• _Reading passage_:
Sounds like an excellent addition to the code, now that there is a
order-of-returns dependency.

With a suitable comment, Reviewed-by: Andrew Cooper
<andrew.cooper3@citrix.com>

_______________________________________________
Xen-devel mailing list
Xen-devel@lists.xenproject.org
https://lists.xenproject.org/mailman/listinfo/xen-devel
[Xen-devel] [PATCH 2/4] x86/IRQ: bail early from irq_guest_eoi_timer_fn() when nothing is in flight
Posted by Jan Beulich 4 years, 11 months ago
There's no point entering the loop in the function in this case. Instead
there still being something in flight _after_ the loop would be an
actual problem: No timer would be running anymore for issuing the EOI
eventually, and hence this IRQ (and possibly lower priority ones) would
be blocked, perhaps indefinitely.

Issue a warning instead and prefer breaking some (presumably
misbehaving) guest over stalling perhaps the entire system.

Signed-off-by: Jan Beulich <jbeulich@suse.com>

--- a/xen/arch/x86/irq.c
+++ b/xen/arch/x86/irq.c
@@ -1115,7 +1115,7 @@ static void irq_guest_eoi_timer_fn(void
 
     action = (irq_guest_action_t *)desc->action;
 
-    if ( timer_is_active(&action->eoi_timer) )
+    if ( !action->in_flight || timer_is_active(&action->eoi_timer) )
         goto out;
 
     if ( action->ack_type != ACKTYPE_NONE )
@@ -1130,8 +1130,10 @@ static void irq_guest_eoi_timer_fn(void
         }
     }
 
-    if ( action->in_flight != 0 )
-        goto out;
+    if ( action->in_flight )
+        printk(XENLOG_G_WARNING
+               "IRQ%d: %d handlers still in flight at forced EOI\n",
+               desc->irq, action->in_flight);
 
     switch ( action->ack_type )
     {





_______________________________________________
Xen-devel mailing list
Xen-devel@lists.xenproject.org
https://lists.xenproject.org/mailman/listinfo/xen-devel
Re: [Xen-devel] [PATCH 2/4] x86/IRQ: bail early from irq_guest_eoi_timer_fn() when nothing is in flight
Posted by Roger Pau Monné 4 years, 11 months ago
On Wed, May 08, 2019 at 06:46:51AM -0600, Jan Beulich wrote:
> There's no point entering the loop in the function in this case. Instead
> there still being something in flight _after_ the loop would be an
> actual problem: No timer would be running anymore for issuing the EOI
> eventually, and hence this IRQ (and possibly lower priority ones) would
> be blocked, perhaps indefinitely.

• _Records for processing_:
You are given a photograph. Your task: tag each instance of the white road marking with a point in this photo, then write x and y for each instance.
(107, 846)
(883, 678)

...

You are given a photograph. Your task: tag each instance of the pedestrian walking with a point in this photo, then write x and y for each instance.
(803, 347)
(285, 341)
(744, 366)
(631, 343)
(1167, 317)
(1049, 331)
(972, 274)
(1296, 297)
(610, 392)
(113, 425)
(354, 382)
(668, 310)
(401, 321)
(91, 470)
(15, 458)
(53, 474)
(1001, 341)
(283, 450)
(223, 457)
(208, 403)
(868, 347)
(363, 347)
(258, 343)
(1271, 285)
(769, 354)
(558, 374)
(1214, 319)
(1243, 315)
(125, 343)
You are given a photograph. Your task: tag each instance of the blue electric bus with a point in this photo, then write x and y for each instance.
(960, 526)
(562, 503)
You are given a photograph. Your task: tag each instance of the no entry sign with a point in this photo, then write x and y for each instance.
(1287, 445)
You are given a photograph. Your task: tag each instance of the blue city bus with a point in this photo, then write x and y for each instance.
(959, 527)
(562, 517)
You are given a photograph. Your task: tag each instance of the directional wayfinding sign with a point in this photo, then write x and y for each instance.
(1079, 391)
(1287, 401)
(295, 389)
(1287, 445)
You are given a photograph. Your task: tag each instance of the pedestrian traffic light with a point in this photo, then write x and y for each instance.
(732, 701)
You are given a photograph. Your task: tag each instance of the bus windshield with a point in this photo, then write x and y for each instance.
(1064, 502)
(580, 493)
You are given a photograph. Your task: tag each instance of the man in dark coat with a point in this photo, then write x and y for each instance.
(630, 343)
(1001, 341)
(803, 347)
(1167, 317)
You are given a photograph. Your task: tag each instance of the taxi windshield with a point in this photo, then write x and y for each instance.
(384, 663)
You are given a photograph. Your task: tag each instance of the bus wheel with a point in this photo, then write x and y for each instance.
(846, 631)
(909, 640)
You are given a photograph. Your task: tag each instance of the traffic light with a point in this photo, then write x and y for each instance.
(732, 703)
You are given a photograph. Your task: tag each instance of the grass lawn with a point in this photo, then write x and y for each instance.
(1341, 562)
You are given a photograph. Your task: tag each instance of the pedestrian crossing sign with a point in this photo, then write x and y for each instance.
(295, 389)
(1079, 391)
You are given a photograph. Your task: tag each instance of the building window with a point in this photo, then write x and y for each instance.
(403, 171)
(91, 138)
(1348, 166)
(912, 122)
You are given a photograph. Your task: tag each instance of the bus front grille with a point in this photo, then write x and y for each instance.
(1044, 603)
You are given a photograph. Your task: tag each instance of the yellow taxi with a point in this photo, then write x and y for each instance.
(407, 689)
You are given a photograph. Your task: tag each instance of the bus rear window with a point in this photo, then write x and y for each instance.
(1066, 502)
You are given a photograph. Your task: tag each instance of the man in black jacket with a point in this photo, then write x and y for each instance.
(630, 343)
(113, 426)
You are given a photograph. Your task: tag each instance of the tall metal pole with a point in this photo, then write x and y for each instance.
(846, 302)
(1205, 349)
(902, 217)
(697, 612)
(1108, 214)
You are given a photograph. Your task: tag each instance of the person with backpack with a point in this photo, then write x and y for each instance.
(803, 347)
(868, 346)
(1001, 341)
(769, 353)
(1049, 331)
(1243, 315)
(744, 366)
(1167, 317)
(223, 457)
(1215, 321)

• _Tasks and exercises_:
1. Answer these from the Xen patch thread:
(a) Which file does the patch change?
(b) What condition does Andrew Cooper attach to his Reviewed-by?
(c) What does the patch prefer over stalling perhaps the entire system?
2. In the listing, change "backpack" to "rucksack" in the part that opens with the line containing "of the person" and closes with the line containing "(1215, 321)", and give only that part with nothing else altered.

• _Task results_:
1.
(a) xen/arch/x86/irq.c
(b) A suitable comment.
(c) Breaking some (presumably misbehaving) guest.

2.
You are given a photograph. Your task: tag each instance of the person with rucksack with a point in this photo, then write x and y for each instance.
(803, 347)
(868, 346)
(1001, 341)
(769, 353)
(1049, 331)
(1243, 315)
(744, 366)
(1167, 317)
(223, 457)
(1215, 321)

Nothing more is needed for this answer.